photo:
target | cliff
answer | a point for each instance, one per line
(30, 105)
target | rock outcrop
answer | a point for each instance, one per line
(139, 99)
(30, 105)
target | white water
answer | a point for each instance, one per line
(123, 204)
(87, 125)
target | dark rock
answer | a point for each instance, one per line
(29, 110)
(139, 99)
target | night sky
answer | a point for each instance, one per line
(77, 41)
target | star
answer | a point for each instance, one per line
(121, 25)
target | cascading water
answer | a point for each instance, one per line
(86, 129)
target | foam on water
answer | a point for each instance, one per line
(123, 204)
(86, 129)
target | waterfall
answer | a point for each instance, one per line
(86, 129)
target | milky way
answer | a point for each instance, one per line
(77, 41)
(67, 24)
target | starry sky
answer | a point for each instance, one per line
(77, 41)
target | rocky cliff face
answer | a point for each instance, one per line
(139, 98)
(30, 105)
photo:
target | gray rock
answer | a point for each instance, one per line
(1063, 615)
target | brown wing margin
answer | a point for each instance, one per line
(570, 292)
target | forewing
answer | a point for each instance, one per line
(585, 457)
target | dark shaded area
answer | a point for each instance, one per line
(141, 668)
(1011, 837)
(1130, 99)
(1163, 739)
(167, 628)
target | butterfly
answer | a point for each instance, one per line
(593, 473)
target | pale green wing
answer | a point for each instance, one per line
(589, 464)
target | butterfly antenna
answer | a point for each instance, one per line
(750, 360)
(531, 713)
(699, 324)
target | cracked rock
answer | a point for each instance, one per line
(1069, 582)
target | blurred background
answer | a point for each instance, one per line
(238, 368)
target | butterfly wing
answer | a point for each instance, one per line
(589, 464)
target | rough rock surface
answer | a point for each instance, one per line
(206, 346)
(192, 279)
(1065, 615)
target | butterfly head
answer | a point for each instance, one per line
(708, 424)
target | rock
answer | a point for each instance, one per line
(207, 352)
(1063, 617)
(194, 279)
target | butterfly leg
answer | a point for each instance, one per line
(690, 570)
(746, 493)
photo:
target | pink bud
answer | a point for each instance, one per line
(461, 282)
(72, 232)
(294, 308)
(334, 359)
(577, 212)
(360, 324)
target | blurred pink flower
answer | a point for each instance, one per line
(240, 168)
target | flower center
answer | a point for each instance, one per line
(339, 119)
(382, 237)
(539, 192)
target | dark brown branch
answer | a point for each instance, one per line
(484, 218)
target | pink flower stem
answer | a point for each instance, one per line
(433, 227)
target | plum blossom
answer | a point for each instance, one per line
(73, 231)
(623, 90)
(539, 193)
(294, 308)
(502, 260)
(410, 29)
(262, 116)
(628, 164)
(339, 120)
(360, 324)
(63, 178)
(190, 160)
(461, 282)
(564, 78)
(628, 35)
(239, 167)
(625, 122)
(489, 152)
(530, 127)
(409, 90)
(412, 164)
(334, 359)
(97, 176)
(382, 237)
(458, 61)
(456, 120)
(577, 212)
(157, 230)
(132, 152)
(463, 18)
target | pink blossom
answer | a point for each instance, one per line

_ _ _ _

- WHAT IS BEING ASKED -
From the line that contains "target | blurred pink flower" down to the last line of the listing above, repeat each line exactly, and include nothing else.

- FULL OUTPUT -
target | blurred pink flower
answer | a point for each instance, one per line
(240, 168)
target | flower center
answer | a point for each instance, one per line
(339, 119)
(382, 237)
(539, 192)
target | dark brown branch
answer | a point for each instance, one per line
(484, 218)
target | pink flower stem
answer | a point for each instance, one per line
(433, 227)
target | plum blossom
answer | a point for each instance, one per line
(73, 231)
(623, 90)
(539, 193)
(294, 308)
(502, 260)
(410, 29)
(262, 116)
(628, 164)
(339, 120)
(360, 324)
(63, 178)
(190, 160)
(461, 282)
(564, 78)
(628, 35)
(239, 167)
(625, 122)
(489, 152)
(530, 127)
(409, 90)
(412, 164)
(334, 359)
(97, 176)
(382, 237)
(458, 61)
(456, 120)
(577, 212)
(157, 230)
(132, 152)
(463, 18)
target | pink blossom
answer | a point for each instance, one per line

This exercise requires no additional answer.